REQUIREMENT 1:
In the article on São Tomé and Príncipe–Taiwan relations, update the passage that begins at the words "São Tomé and Príncipe–Taiwan" and stops after "ended in 2016." by changing "Official bilateral relations" to "Formal diplomatic ties".
REQUIREMENT 2:
According to the article on São Tomé and Príncipe–Taiwan relations, which São Tomé and Príncipe president visited Taiwan in June 1998?
REQUIREMENT 3:
List every area of aid or cooperation between the Republic of China and São Tomé and Príncipe that the "Aid" section of the article on São Tomé and Príncipe–Taiwan relations names.

EXCERPTED TEXT:
São Tomé and Príncipe–Taiwan relations are relations between São Tomé and Príncipe and the Republic of China (ROC). Official bilateral relations began in 1997 and ended in 2016.

History
São Tomé and Príncipe declared independence from Portugal on 12 July 1975 and recognized the People's Republic of China (PRC) on the same day.

Bilateral relations between São Tomé and Príncipe and the Republic of China were first established on 6 May 1997. In accordance with the One-China policy, the PRC suspended relations with São Tomé and Príncipe on 11 July 1997. In February 1998, ROC Foreign Minister Jason Hu made an official visit to São Tomé and Príncipe. São Tomé and Príncipe President Miguel Trovoada visited Taiwan in June of that year. São Tomé granted Taiwan landing visa privileges in 2012. In 2013, the PRC established a trade office in São Tomé, and the next year President Manuel Pinto da Costa visited China in a private capacity. Bilateral relations between São Tomé and Príncipe and the Republic of China were terminated on 21 December 2016 by Taiwan due to exorbitant amounts of financial aid being requested.

Aid
ROC aid to São Tomé and Príncipe focused on agriculture, energy, and technology. Another area of cooperation was public health. Many Taiwanese medical professionals have lent their expertise in an effort to stop the spread of malaria in São Tomé. Taipei Medical University began offering medical aid to São Tomé in 2009, and ended the program upon the cessation of official ties in 2016. Prior to the end of bilateral relations São Tomé was a member of the Taiwan Scholarship program.

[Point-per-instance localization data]
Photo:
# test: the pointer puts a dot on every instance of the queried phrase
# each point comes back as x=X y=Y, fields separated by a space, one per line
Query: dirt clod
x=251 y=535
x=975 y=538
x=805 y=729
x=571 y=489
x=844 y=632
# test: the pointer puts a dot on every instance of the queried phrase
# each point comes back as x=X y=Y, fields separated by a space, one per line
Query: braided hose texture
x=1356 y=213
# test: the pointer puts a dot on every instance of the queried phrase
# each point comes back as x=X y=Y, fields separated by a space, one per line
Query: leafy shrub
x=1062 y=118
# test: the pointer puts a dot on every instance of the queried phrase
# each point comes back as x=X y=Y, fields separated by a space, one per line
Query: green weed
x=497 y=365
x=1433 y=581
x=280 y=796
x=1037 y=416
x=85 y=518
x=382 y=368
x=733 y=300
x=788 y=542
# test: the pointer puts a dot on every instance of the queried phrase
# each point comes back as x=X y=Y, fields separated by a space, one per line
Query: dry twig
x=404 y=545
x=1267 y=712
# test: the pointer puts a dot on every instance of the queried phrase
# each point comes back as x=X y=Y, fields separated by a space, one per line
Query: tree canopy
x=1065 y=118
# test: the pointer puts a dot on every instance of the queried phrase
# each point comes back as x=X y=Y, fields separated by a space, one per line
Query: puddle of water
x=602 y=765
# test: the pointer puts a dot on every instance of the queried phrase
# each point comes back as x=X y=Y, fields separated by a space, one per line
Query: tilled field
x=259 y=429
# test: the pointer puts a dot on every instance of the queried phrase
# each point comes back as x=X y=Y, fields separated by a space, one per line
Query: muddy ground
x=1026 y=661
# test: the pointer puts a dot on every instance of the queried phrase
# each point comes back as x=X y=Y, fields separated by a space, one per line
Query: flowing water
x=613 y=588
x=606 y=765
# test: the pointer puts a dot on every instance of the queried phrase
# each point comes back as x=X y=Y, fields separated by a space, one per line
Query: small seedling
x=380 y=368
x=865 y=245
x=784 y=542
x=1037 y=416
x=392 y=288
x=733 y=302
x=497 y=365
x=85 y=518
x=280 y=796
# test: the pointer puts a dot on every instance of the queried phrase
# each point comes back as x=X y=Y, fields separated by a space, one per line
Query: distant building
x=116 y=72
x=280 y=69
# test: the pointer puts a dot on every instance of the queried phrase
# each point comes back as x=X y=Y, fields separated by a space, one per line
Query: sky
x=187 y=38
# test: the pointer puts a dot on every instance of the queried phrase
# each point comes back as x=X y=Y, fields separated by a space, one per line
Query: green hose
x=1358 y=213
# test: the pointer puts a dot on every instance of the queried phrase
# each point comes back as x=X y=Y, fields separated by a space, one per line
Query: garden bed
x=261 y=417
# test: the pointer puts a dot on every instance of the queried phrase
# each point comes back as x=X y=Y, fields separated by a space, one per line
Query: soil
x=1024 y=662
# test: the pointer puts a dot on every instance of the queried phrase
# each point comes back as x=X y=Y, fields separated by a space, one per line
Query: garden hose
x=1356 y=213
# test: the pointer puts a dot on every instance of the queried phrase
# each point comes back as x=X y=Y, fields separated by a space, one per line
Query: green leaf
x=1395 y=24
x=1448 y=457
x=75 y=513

EXERCISE SOLUTION 1:
São Tomé and Príncipe–Taiwan relations are relations between São Tomé and Príncipe and the Republic of China (ROC). Formal diplomatic ties began in 1997 and ended in 2016.

EXERCISE SOLUTION 2:
Miguel Trovoada

EXERCISE SOLUTION 3:
Agriculture, energy, technology, and public health